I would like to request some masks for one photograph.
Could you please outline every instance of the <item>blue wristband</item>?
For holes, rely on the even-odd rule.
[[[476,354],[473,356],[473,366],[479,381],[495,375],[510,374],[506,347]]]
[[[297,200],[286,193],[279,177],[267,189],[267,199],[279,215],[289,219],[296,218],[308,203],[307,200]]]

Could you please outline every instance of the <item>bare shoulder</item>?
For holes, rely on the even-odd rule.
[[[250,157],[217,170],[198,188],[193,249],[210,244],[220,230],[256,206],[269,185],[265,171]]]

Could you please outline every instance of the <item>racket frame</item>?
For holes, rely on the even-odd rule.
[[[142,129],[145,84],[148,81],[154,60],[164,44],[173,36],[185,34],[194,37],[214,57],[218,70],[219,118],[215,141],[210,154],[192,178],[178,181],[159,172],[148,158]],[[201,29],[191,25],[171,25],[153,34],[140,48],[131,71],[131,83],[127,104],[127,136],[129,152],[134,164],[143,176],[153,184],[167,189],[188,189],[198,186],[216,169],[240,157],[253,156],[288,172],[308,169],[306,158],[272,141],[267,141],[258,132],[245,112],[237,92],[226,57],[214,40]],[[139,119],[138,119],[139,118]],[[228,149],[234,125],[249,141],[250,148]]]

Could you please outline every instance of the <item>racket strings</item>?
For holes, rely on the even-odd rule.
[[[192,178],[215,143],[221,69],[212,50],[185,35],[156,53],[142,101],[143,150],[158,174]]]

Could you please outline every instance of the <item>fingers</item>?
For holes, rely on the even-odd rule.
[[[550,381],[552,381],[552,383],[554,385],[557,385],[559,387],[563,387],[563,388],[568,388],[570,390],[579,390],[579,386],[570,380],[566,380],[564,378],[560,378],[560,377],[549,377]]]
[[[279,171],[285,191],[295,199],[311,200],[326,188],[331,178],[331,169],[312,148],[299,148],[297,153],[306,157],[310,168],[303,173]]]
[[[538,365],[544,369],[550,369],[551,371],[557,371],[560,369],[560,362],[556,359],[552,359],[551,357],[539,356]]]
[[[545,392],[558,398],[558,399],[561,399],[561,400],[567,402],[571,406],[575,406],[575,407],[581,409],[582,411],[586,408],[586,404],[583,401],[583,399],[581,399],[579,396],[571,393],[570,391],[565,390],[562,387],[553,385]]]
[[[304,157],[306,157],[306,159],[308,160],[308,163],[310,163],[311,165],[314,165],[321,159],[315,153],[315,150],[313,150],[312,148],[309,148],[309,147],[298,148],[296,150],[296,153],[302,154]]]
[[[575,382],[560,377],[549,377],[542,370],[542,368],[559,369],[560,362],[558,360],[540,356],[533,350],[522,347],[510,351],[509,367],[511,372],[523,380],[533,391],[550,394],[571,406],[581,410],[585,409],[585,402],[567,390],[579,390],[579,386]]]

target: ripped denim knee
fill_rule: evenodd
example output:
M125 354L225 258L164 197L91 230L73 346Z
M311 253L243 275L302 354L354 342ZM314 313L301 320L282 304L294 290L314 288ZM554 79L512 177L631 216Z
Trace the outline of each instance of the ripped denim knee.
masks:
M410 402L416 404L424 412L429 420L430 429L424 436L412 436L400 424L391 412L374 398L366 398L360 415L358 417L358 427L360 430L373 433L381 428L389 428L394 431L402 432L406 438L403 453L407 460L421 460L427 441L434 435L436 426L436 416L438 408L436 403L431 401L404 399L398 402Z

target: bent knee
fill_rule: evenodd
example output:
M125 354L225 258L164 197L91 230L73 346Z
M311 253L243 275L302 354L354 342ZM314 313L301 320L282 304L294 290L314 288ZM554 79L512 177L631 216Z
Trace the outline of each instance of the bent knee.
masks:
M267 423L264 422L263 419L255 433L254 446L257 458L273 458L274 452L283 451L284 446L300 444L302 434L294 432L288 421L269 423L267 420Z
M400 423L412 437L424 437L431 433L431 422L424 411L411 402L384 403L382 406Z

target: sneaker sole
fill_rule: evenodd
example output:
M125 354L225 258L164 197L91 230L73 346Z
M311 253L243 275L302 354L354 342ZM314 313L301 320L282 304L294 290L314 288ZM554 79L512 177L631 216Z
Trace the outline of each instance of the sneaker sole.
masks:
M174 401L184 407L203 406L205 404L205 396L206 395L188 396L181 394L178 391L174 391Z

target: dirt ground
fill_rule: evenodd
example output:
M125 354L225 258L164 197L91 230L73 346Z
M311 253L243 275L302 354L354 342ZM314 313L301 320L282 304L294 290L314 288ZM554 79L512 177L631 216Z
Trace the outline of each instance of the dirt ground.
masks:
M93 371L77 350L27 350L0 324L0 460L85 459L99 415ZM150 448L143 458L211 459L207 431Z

● ● ● ● ● ● ●

Work request
Please show all lines from the entries that contain the word "outline".

Reply
Could you please outline every instance of the <item>blue wristband</item>?
Could you please outline every instance of the <item>bare shoulder</item>?
Could you please outline every instance of the <item>racket frame</item>?
Could you please outline every instance of the <item>racket strings</item>?
Could you please outline every instance of the <item>fingers</item>?
Trace the outline of each instance of the ripped denim knee.
Trace the outline of each instance of the bent knee.
Trace the outline of each instance of the sneaker sole.
Trace the outline of each instance of the dirt ground.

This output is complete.